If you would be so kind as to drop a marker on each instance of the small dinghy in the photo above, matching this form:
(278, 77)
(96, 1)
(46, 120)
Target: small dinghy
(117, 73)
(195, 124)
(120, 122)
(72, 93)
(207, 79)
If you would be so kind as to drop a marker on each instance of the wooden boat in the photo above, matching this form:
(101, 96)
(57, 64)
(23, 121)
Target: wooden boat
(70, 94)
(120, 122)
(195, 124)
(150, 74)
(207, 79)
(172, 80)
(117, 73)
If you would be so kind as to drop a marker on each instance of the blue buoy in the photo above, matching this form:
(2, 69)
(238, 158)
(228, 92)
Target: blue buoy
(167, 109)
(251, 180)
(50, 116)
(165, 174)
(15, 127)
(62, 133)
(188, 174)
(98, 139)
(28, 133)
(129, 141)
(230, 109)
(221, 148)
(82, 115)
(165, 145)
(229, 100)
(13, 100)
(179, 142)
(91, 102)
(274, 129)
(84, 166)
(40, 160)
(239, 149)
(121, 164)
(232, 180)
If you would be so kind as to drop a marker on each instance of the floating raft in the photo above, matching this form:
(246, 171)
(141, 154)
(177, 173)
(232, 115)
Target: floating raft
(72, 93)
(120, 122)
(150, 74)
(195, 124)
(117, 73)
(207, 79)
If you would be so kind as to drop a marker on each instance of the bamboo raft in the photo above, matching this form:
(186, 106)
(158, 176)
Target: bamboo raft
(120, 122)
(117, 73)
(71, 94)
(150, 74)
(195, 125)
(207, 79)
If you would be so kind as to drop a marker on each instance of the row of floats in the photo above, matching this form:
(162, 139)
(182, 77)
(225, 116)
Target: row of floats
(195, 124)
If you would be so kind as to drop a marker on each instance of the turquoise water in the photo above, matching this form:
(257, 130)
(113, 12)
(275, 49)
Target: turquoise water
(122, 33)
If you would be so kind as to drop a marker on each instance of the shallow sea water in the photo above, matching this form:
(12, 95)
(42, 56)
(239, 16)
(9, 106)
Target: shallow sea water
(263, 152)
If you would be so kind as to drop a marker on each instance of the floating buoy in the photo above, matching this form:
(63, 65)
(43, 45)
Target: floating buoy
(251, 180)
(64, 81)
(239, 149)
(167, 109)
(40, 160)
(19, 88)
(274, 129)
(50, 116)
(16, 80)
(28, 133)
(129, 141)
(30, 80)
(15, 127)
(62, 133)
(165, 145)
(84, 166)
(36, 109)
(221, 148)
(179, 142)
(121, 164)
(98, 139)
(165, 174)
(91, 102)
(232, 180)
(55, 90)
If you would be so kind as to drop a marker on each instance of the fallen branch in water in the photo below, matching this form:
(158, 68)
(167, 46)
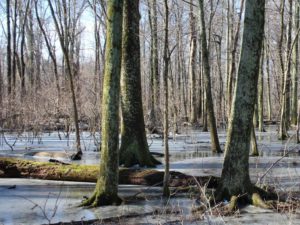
──────
Set down, unchanged, the part of the material that begins with the line containing "of the shallow" and continues to the end of the material. Leave any pictures out of your copy.

If you would be so kind as to drop a marker on each instance of the shallow sea water in the photo above, matching this form:
(12, 95)
(42, 56)
(239, 16)
(9, 106)
Target: shallow sea water
(263, 152)
If you would be so kind as to drop a marker on each instance of the floating buoy in the photo above, matching this form:
(63, 65)
(43, 45)
Target: floating buoy
(251, 180)
(64, 81)
(239, 149)
(167, 109)
(40, 160)
(19, 88)
(274, 129)
(50, 116)
(16, 80)
(28, 133)
(129, 141)
(30, 80)
(15, 127)
(62, 133)
(165, 145)
(84, 166)
(36, 109)
(221, 148)
(179, 142)
(121, 164)
(98, 139)
(165, 174)
(91, 102)
(232, 180)
(55, 90)
If you would be so kind as to drop a marker on each instance of the fallen branch in water in the photo below, matching this form:
(158, 68)
(167, 46)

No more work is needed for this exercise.